◆ **What to produce**
Rewrite the rows below, replacing "single dot" with "single marker" and leaving everything else unchanged. Omit the pictures from your version.

◆ **Data extract**
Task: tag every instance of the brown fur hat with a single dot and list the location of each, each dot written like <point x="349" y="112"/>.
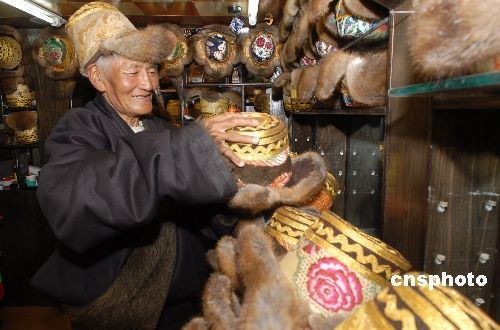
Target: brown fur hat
<point x="55" y="52"/>
<point x="98" y="28"/>
<point x="309" y="175"/>
<point x="207" y="44"/>
<point x="366" y="9"/>
<point x="449" y="37"/>
<point x="173" y="65"/>
<point x="261" y="50"/>
<point x="365" y="76"/>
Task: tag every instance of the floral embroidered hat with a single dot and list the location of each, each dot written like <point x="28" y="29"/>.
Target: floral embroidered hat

◆ **Answer**
Task: tag every instance of the brown fur hat with a single marker and list the location of each, each dot written like <point x="349" y="112"/>.
Target: brown fur hat
<point x="55" y="52"/>
<point x="98" y="28"/>
<point x="309" y="175"/>
<point x="207" y="44"/>
<point x="366" y="9"/>
<point x="449" y="37"/>
<point x="173" y="65"/>
<point x="261" y="50"/>
<point x="365" y="76"/>
Task: tag every instance of the floral embroidered hat with a single marker and list the location of each, each dot written like <point x="28" y="29"/>.
Target: floral embroidered hat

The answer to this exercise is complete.